## WRITTEN PROBLEM
Locate every line in the entries below that contains the word "euphonium" and copy each of those lines in full.

(Pointing records)
=====

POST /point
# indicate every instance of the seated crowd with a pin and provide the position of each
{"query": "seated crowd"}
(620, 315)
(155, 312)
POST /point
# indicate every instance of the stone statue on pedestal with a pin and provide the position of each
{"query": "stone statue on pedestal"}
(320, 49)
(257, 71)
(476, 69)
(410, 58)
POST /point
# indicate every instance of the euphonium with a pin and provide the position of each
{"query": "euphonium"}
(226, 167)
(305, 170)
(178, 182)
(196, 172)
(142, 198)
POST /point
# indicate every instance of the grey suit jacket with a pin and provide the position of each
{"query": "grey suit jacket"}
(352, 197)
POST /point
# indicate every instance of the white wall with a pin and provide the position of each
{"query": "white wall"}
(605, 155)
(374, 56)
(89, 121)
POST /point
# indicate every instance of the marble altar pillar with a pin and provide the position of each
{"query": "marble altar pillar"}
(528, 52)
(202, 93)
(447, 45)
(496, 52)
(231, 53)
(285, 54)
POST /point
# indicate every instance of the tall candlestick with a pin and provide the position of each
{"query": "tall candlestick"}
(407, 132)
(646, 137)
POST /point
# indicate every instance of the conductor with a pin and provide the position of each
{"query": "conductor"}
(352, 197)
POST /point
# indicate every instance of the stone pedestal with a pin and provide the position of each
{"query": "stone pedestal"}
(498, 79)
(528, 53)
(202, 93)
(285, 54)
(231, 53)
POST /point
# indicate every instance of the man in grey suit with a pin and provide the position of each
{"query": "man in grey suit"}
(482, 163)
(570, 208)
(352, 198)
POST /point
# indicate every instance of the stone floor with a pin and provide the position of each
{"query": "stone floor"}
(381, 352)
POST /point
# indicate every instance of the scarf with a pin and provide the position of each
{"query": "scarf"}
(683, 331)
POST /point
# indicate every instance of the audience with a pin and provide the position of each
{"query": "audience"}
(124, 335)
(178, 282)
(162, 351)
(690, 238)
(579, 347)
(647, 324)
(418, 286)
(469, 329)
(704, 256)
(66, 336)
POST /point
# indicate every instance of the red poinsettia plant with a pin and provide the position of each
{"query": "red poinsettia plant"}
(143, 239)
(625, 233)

=====

## EXPECTED ANSWER
# indicate every instance of the euphonium with a pin and provide the position of each
{"query": "euphonium"}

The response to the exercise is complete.